◆ **The task**
Pull every line with the word "coordinates" out of the entries below.

-- Dataset follows --

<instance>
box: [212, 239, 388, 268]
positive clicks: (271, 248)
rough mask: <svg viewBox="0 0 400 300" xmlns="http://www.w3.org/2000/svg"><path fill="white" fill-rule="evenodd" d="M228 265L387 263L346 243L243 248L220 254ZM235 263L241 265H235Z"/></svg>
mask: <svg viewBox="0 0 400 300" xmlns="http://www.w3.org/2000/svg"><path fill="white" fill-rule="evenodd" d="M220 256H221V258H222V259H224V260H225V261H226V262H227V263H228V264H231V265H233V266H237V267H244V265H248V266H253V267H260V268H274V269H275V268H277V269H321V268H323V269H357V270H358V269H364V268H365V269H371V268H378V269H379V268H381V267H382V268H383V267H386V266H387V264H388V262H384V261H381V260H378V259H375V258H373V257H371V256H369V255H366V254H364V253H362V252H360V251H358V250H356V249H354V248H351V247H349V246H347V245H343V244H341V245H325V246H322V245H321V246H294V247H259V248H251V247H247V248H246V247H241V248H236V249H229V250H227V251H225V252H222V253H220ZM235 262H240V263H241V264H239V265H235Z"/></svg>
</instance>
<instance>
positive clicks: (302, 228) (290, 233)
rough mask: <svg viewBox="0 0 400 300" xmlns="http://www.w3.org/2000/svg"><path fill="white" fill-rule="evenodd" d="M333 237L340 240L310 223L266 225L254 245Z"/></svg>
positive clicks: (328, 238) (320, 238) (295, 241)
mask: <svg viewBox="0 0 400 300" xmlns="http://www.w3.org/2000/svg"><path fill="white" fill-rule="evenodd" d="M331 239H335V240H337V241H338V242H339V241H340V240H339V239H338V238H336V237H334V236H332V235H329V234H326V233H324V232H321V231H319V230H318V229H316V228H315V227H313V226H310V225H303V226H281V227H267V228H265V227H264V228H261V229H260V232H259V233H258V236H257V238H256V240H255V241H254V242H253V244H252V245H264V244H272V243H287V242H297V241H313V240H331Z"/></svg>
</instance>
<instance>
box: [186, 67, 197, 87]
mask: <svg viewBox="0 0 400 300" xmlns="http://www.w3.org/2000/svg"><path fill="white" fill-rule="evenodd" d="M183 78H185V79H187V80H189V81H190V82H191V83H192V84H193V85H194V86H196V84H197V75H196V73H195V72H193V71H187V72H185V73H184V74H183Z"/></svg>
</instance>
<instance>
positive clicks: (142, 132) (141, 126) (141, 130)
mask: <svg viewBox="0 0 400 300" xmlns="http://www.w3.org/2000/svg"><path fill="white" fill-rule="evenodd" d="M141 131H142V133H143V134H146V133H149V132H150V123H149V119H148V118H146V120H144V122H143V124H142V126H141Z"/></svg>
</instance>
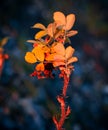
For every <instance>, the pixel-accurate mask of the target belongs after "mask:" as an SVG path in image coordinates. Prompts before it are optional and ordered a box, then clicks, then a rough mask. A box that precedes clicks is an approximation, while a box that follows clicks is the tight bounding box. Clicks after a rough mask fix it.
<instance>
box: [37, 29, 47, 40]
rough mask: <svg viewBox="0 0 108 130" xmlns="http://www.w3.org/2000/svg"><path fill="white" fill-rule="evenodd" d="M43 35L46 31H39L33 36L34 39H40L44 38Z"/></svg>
mask: <svg viewBox="0 0 108 130" xmlns="http://www.w3.org/2000/svg"><path fill="white" fill-rule="evenodd" d="M45 35H47V31H40V32H38V33H37V34H36V35H35V39H40V38H42V37H44V36H45Z"/></svg>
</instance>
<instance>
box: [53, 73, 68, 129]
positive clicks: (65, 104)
mask: <svg viewBox="0 0 108 130" xmlns="http://www.w3.org/2000/svg"><path fill="white" fill-rule="evenodd" d="M68 83H69V77H67V75H66V74H65V73H64V86H63V91H62V94H63V96H58V97H57V100H58V102H59V103H60V105H61V107H60V109H61V116H60V119H59V121H57V119H56V117H53V121H54V123H55V125H56V128H57V130H63V128H62V127H63V124H64V121H65V119H66V117H67V116H68V115H69V114H70V107H68V109H67V108H66V102H65V98H66V92H67V87H68ZM67 113H68V114H67Z"/></svg>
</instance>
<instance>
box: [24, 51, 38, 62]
mask: <svg viewBox="0 0 108 130" xmlns="http://www.w3.org/2000/svg"><path fill="white" fill-rule="evenodd" d="M25 61H26V62H28V63H31V64H33V63H36V62H37V60H36V57H35V55H34V54H33V53H32V52H27V53H26V55H25Z"/></svg>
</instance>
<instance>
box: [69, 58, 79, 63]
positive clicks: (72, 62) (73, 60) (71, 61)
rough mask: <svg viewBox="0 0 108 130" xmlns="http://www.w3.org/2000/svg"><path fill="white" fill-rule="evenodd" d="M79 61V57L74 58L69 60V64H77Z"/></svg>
mask: <svg viewBox="0 0 108 130" xmlns="http://www.w3.org/2000/svg"><path fill="white" fill-rule="evenodd" d="M77 61H78V58H77V57H72V58H70V59H69V60H68V62H67V64H71V63H73V62H77Z"/></svg>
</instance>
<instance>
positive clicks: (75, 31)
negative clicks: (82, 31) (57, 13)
mask: <svg viewBox="0 0 108 130" xmlns="http://www.w3.org/2000/svg"><path fill="white" fill-rule="evenodd" d="M77 33H78V31H76V30H72V31H69V32H68V33H67V35H66V36H67V37H71V36H74V35H76V34H77Z"/></svg>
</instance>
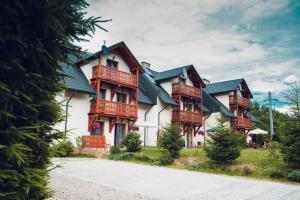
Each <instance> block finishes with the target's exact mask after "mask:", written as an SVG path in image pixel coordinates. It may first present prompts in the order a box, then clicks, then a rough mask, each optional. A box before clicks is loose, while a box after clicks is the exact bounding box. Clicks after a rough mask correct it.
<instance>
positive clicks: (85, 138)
mask: <svg viewBox="0 0 300 200" xmlns="http://www.w3.org/2000/svg"><path fill="white" fill-rule="evenodd" d="M82 137H83V147H84V148H106V141H105V136H104V135H84V136H82Z"/></svg>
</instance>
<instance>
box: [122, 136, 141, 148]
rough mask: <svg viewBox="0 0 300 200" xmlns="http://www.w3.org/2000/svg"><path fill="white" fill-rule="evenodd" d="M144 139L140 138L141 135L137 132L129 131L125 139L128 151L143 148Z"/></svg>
mask: <svg viewBox="0 0 300 200" xmlns="http://www.w3.org/2000/svg"><path fill="white" fill-rule="evenodd" d="M141 143H142V141H141V140H140V135H139V134H138V133H135V132H129V133H128V134H127V135H126V137H125V140H124V146H125V147H126V151H128V152H138V151H140V150H141V149H142V146H141Z"/></svg>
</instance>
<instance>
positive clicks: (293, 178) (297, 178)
mask: <svg viewBox="0 0 300 200" xmlns="http://www.w3.org/2000/svg"><path fill="white" fill-rule="evenodd" d="M287 179H288V180H290V181H295V182H300V171H299V170H295V171H292V172H290V173H289V174H288V175H287Z"/></svg>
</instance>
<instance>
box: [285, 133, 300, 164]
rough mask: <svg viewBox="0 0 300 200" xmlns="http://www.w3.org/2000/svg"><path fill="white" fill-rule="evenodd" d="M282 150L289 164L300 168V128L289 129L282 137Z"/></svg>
mask: <svg viewBox="0 0 300 200" xmlns="http://www.w3.org/2000/svg"><path fill="white" fill-rule="evenodd" d="M281 152H282V154H283V159H284V161H285V162H286V163H287V164H288V165H289V166H291V167H293V168H300V129H294V130H292V131H288V132H287V133H286V134H285V135H284V136H283V137H282V148H281Z"/></svg>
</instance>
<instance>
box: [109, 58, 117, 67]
mask: <svg viewBox="0 0 300 200" xmlns="http://www.w3.org/2000/svg"><path fill="white" fill-rule="evenodd" d="M118 64H119V63H118V62H117V61H114V60H111V59H106V66H107V67H112V68H118Z"/></svg>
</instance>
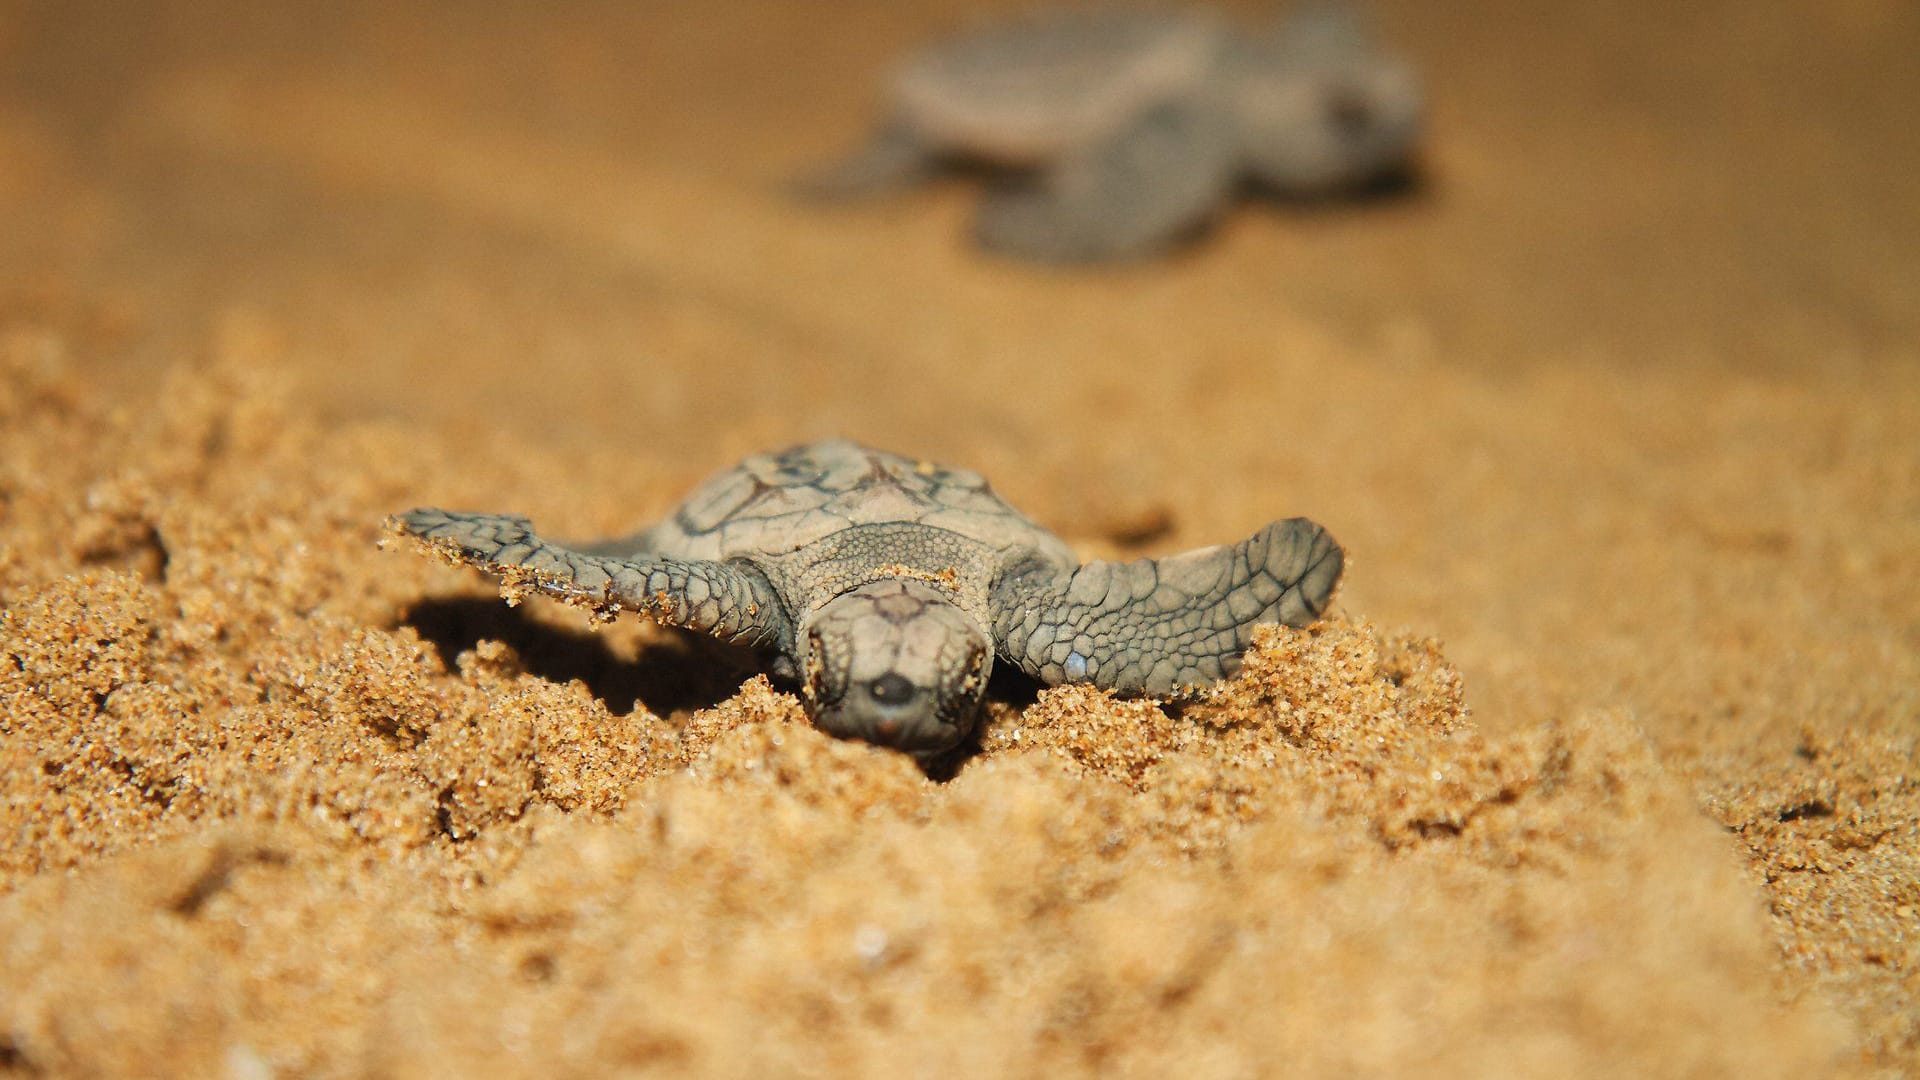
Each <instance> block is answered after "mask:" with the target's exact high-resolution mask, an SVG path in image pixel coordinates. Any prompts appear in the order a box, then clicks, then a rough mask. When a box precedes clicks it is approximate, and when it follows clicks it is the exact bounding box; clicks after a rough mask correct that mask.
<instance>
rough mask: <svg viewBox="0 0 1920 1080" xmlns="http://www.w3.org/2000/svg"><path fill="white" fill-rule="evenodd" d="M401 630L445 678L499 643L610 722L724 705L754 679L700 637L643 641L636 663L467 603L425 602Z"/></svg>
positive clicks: (568, 635)
mask: <svg viewBox="0 0 1920 1080" xmlns="http://www.w3.org/2000/svg"><path fill="white" fill-rule="evenodd" d="M399 625H401V626H413V630H415V632H417V634H420V638H422V640H424V642H428V644H432V646H434V650H436V651H438V653H440V661H442V663H444V665H447V671H455V669H457V663H459V655H461V653H463V651H467V650H470V648H474V646H476V644H480V642H486V640H493V642H505V644H507V646H511V648H513V651H515V653H518V657H520V663H522V667H524V669H526V671H528V675H536V676H540V678H551V680H555V682H566V680H570V678H578V680H580V682H584V684H586V686H588V692H591V694H593V696H595V698H599V700H601V701H603V703H605V705H607V709H609V711H612V713H614V715H626V713H632V711H634V705H636V703H643V705H645V707H647V709H649V711H653V715H657V717H668V715H672V713H680V711H693V709H705V707H710V705H718V703H720V701H726V700H728V698H732V696H733V694H735V692H739V684H741V682H743V680H747V678H749V676H751V675H753V673H756V671H764V667H762V665H760V663H758V659H756V657H755V655H753V653H751V651H747V650H739V648H733V646H728V644H722V642H716V640H712V638H707V636H701V634H687V632H682V630H668V632H664V634H662V636H660V638H659V640H653V642H647V648H645V650H641V651H639V657H637V659H626V657H622V655H618V653H616V651H614V650H612V644H611V642H609V640H607V636H603V634H595V632H593V630H566V628H559V626H547V625H543V623H540V621H536V619H532V617H528V613H526V609H524V607H507V605H505V603H501V601H497V600H482V598H472V596H449V598H430V600H422V601H419V603H415V605H413V607H409V609H407V611H405V613H403V615H401V617H399Z"/></svg>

-- Dataset concluded --

◆ **Solution for this exercise**
For every <instance>, the pixel-accurate mask of the target belongs after "mask:" as an SVG path in image coordinates. Prompts before it are optional and ordered a box, then clicks, then a rough mask. A box that precedes clicks is an approximation, while a box that follows clicks is the tight bounding box. Clicks after a rough mask fix it.
Each <instance> block finishes with the target's exact mask after "mask:", written as an SVG path in image pixel coordinates. It may first present prompts in the order a box, then clicks, then a rough mask, each optional. A box before clicks is loose, while a box after clicks is the exact bounding box. Clicks after a rough mask correct it.
Each <instance> block is answered after "mask:" with the target's exact high-resolution mask, an SVG path in image pixel coordinates. Any prompts appear in the order a box, then clicks, then a rough mask. When a box precedes clicks it is approximate, and when it follows clicks it is the exact bounding box; clicks after a rough mask correct that mask.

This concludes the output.